## [Work to do]
1. Print the passage about the captive nun between "On being answered" and "you will find.", inclusive.
2. Answer these questions from the passage about the captive nun:
(a) According to the man who handed over the letter, what did the unknown man give him to pay for its delivery?
(b) What does the letter give as the real name of the nun called Jovita?
(c) Who drove on in silence after reading the note?

## [Document text]
+-------+

On being answered affirmatively he handed the investigator a letter, explaining that an unknown man had handed it to him with a tip to pay for its delivery. The note said simply:
“Dear Sir: In the convent of St. Mary of the Carmelites at Cracow, a nun by the name of Jovita, her real name being Barbara Ubrik, has been held a captive for twenty years, which imprisonment has made her a lunatic. I do not care to mention my name but vouch for the truth of my assertion. Seek and you will find.
“Your correspondent.”
Masilewski drove on in silence, puzzled and not a little incredulous. True, he had heard of this nun and her disappearance, but she had vanished long ago and surely death had sealed the lid of this mystery, as of others. No doubt this was another of those romantic reappearances of the famous missing. Still—what if there were truth in it. But no, it must be a figment, else why had the informant hidden himself? It was an attempt to make a fool of an honest detective.

+-------+

## [Extracted records]
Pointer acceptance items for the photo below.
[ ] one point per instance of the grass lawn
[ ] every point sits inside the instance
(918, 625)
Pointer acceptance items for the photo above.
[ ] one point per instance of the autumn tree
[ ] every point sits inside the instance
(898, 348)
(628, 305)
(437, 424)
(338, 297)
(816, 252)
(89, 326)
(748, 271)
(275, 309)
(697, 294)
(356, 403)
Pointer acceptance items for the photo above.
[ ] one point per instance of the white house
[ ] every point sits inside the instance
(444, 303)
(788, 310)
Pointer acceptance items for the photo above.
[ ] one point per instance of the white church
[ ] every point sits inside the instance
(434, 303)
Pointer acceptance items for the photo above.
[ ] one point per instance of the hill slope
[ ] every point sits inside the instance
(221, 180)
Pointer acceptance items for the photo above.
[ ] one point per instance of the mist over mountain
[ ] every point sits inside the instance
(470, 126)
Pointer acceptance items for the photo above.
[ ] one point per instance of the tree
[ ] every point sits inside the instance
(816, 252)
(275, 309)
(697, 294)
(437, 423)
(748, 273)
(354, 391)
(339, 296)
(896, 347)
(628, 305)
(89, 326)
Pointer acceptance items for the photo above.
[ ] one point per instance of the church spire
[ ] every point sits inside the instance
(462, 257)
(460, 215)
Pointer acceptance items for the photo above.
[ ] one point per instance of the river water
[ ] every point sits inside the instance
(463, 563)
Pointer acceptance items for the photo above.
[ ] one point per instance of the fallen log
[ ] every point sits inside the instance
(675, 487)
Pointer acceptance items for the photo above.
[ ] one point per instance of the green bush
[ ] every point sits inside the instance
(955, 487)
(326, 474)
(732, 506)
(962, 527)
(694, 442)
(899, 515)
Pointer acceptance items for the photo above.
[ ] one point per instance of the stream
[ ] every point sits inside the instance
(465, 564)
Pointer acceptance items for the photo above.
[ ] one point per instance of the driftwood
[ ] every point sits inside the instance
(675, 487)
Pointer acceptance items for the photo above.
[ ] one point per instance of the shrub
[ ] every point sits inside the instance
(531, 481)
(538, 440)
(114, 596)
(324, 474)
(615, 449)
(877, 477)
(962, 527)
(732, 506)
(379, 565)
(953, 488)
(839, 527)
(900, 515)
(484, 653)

+-------+

## [In response]
1.
On being answered affirmatively he handed the investigator a letter, explaining that an unknown man had handed it to him with a tip to pay for its delivery. The note said simply:
“Dear Sir: In the convent of St. Mary of the Carmelites at Cracow, a nun by the name of Jovita, her real name being Barbara Ubrik, has been held a captive for twenty years, which imprisonment has made her a lunatic. I do not care to mention my name but vouch for the truth of my assertion. Seek and you will find.

2.
(a) A tip.
(b) Barbara Ubrik.
(c) Masilewski.